* start MATERIAL PROVIDED *
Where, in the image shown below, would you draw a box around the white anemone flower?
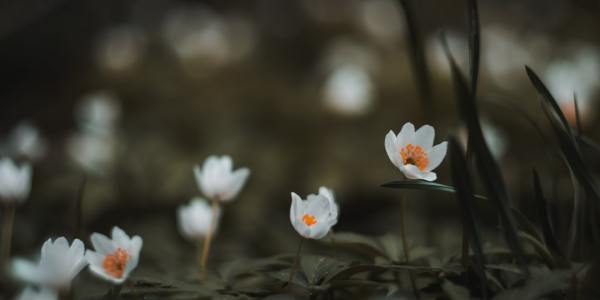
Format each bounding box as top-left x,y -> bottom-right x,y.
290,187 -> 338,240
177,197 -> 220,241
16,287 -> 58,300
85,226 -> 143,284
194,155 -> 250,202
12,237 -> 87,290
0,158 -> 32,203
385,122 -> 447,181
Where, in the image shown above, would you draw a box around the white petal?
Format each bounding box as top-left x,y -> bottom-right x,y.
396,122 -> 415,145
413,125 -> 435,151
425,142 -> 448,171
90,233 -> 117,254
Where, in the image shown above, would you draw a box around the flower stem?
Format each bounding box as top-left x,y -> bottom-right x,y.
200,200 -> 219,278
285,237 -> 304,286
0,203 -> 15,272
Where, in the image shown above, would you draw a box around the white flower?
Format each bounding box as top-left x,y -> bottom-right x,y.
0,158 -> 32,202
4,122 -> 46,160
194,155 -> 250,202
290,187 -> 338,240
12,237 -> 87,289
16,287 -> 58,300
177,197 -> 220,241
85,226 -> 143,284
385,122 -> 446,181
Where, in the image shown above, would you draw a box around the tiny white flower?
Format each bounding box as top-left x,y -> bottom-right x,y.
0,158 -> 32,203
385,122 -> 447,181
85,226 -> 143,284
194,155 -> 250,202
4,122 -> 46,160
12,237 -> 87,289
290,187 -> 339,240
177,197 -> 220,241
16,287 -> 58,300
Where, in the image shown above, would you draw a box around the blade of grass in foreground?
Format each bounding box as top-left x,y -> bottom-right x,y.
442,35 -> 529,275
449,137 -> 488,299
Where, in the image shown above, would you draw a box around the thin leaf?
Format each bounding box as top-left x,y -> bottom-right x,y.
449,137 -> 488,299
442,35 -> 528,273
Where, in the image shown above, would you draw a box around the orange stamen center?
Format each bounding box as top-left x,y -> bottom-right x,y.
302,214 -> 317,226
400,144 -> 429,171
102,248 -> 129,278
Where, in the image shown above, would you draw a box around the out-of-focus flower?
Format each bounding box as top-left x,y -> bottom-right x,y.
322,65 -> 374,115
12,237 -> 87,290
545,47 -> 600,125
290,187 -> 339,240
85,226 -> 143,284
96,26 -> 145,72
458,120 -> 508,159
194,155 -> 250,202
0,158 -> 33,202
67,133 -> 115,175
16,287 -> 58,300
356,0 -> 404,44
3,121 -> 46,161
385,122 -> 447,181
75,91 -> 121,135
177,197 -> 220,241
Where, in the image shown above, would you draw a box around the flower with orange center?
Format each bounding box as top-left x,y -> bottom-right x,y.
290,187 -> 338,239
385,122 -> 446,181
85,226 -> 142,284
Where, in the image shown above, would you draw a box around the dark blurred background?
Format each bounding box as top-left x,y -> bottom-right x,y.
0,0 -> 600,296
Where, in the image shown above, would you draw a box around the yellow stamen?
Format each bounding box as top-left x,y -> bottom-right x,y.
400,144 -> 429,171
302,214 -> 317,226
102,248 -> 129,278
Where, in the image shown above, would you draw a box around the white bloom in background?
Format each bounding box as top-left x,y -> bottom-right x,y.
12,237 -> 87,289
544,47 -> 600,125
67,133 -> 116,175
75,91 -> 121,135
96,26 -> 145,72
322,64 -> 374,115
290,187 -> 338,240
85,226 -> 142,284
177,197 -> 220,241
0,158 -> 33,202
194,155 -> 250,202
4,122 -> 46,161
385,122 -> 447,181
16,287 -> 58,300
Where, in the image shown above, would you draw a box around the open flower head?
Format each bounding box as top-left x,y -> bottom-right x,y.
290,187 -> 338,239
385,122 -> 447,181
194,155 -> 250,202
0,158 -> 32,203
16,287 -> 58,300
12,237 -> 87,289
177,197 -> 220,241
85,226 -> 142,284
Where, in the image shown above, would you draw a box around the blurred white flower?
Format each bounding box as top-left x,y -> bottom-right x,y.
96,26 -> 145,72
544,47 -> 600,125
85,226 -> 143,284
75,91 -> 121,135
356,0 -> 404,44
16,287 -> 58,300
3,121 -> 46,161
194,155 -> 250,202
0,158 -> 33,203
290,187 -> 339,240
12,237 -> 87,290
385,122 -> 447,181
67,133 -> 116,175
322,64 -> 374,115
177,197 -> 220,241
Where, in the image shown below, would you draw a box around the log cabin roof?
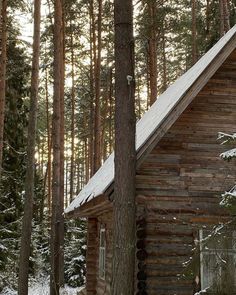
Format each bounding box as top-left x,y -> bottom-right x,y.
65,25 -> 236,214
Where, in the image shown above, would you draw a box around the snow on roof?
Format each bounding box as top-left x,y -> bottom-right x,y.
65,25 -> 236,213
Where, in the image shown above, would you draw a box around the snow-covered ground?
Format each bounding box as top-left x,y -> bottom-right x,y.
1,279 -> 83,295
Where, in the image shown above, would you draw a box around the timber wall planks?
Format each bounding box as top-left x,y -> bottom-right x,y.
136,52 -> 236,295
96,212 -> 112,295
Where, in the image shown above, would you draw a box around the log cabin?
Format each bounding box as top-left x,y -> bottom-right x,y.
65,26 -> 236,295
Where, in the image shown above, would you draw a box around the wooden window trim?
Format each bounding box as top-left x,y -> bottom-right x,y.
99,227 -> 106,280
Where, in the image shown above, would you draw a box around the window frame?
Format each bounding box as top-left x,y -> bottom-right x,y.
98,227 -> 106,280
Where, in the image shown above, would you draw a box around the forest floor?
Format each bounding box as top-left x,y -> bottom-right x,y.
1,279 -> 83,295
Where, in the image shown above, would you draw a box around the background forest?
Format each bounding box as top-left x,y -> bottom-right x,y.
0,0 -> 236,293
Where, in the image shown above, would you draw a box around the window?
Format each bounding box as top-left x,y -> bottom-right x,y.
99,228 -> 106,279
200,230 -> 236,295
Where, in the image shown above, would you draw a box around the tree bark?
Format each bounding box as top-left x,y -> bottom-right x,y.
111,0 -> 136,295
70,21 -> 75,202
93,0 -> 102,174
192,0 -> 197,65
50,0 -> 64,295
147,0 -> 157,105
89,0 -> 96,177
0,0 -> 7,177
45,69 -> 52,220
18,0 -> 41,295
219,0 -> 230,36
58,0 -> 65,287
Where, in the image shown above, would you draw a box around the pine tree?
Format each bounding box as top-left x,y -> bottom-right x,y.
18,0 -> 41,295
111,0 -> 136,295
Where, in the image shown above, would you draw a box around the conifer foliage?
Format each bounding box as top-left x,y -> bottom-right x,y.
0,0 -> 236,295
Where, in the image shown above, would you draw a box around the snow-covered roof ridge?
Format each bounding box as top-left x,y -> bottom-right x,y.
65,25 -> 236,213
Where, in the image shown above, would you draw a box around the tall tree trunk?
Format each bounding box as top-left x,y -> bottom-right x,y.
162,20 -> 167,92
45,69 -> 52,218
89,0 -> 96,177
111,0 -> 136,295
18,0 -> 41,295
93,0 -> 102,174
50,0 -> 64,295
192,0 -> 197,65
147,0 -> 157,105
0,0 -> 7,177
70,25 -> 75,202
219,0 -> 230,36
59,0 -> 65,287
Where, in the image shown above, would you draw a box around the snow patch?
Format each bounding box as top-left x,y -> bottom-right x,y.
65,25 -> 236,213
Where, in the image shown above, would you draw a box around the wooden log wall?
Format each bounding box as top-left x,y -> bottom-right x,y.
96,212 -> 112,295
86,218 -> 98,295
137,52 -> 236,295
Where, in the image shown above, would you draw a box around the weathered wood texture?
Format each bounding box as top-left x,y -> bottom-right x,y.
86,218 -> 99,295
136,52 -> 236,295
96,212 -> 112,295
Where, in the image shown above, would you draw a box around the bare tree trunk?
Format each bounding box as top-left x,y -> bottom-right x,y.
219,0 -> 230,36
50,0 -> 64,295
89,0 -> 96,177
45,69 -> 52,218
58,0 -> 65,287
70,23 -> 75,202
223,0 -> 230,33
93,0 -> 102,174
111,0 -> 136,295
18,0 -> 41,295
0,0 -> 7,177
147,0 -> 157,105
192,0 -> 197,65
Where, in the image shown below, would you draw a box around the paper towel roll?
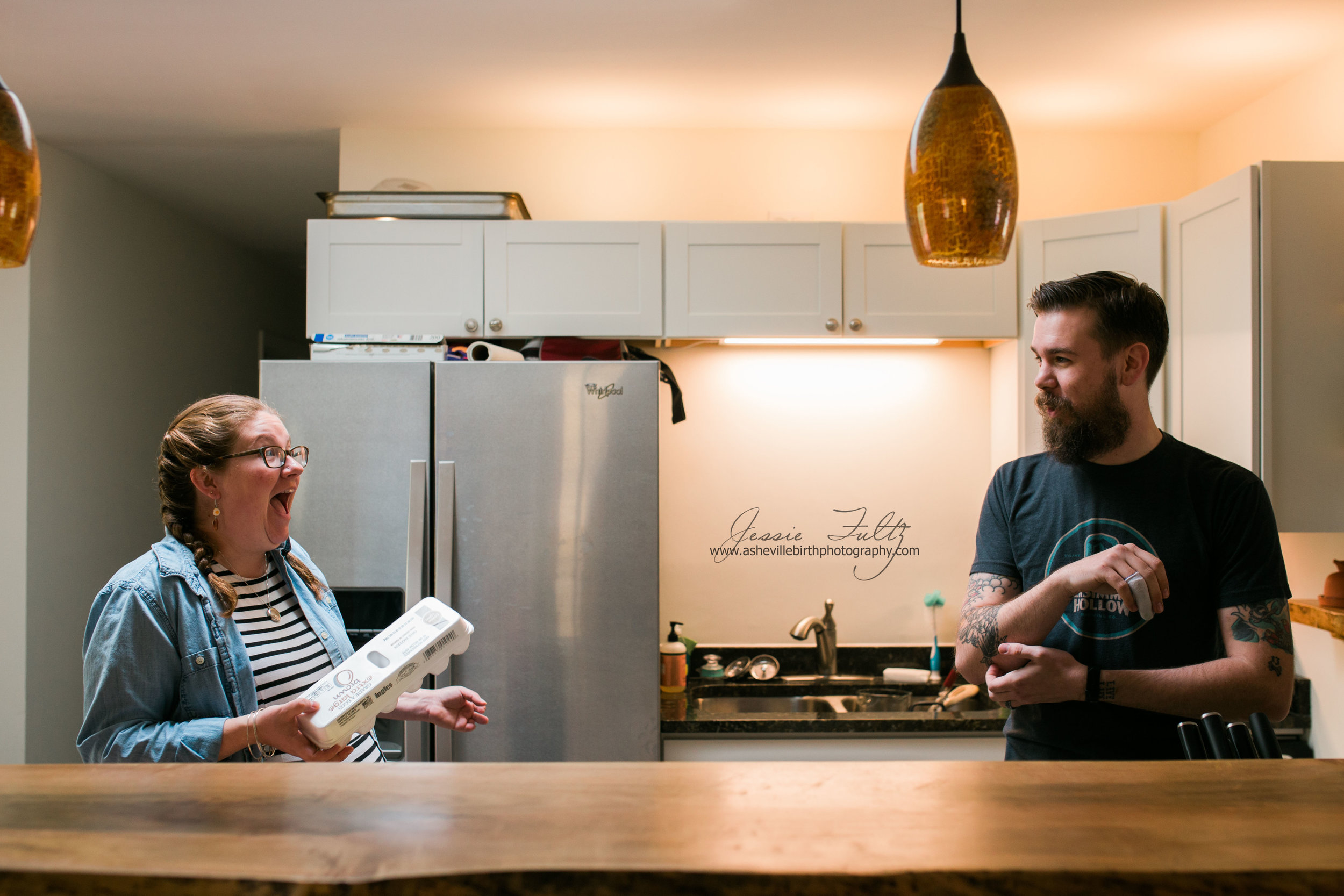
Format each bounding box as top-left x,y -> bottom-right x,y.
467,342 -> 527,361
882,668 -> 937,685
* end MATERIAL PROVIDED *
_TASK GOAL:_ In the data above, from the line containing "the white flower?" to the line containing "442,35 -> 528,273", substitute "narrow leaf" for "thin leaf" and reproduce those lines with all else unchanged.

_WORKED SOLUTION:_
Where, in the image shown above, would you draw a box around the white flower?
Format each bounding box as top-left x,y -> bottom-right x,y.
0,158 -> 32,202
4,122 -> 46,160
194,155 -> 250,202
290,187 -> 338,240
12,237 -> 87,289
16,287 -> 58,300
177,197 -> 220,241
85,226 -> 143,284
385,122 -> 446,181
Where, in the image shown above, would you draw a box around the tiny white flower?
Format each bounding box as top-left x,y -> bottom-right x,y.
0,158 -> 32,203
385,122 -> 447,181
85,226 -> 143,284
194,155 -> 250,202
4,122 -> 46,160
12,237 -> 87,289
290,187 -> 339,240
177,197 -> 220,241
16,287 -> 58,300
Where, in the image shown above, would you draw a box around the blade of grass in foreground?
Format each bounding box as top-left x,y -> bottom-right x,y.
442,35 -> 529,275
449,137 -> 488,299
Where, in the image shown above, would you draw a box around the narrow leaf?
Format each bounding box as top-left x,y -> bottom-right x,y.
449,137 -> 488,299
442,35 -> 528,273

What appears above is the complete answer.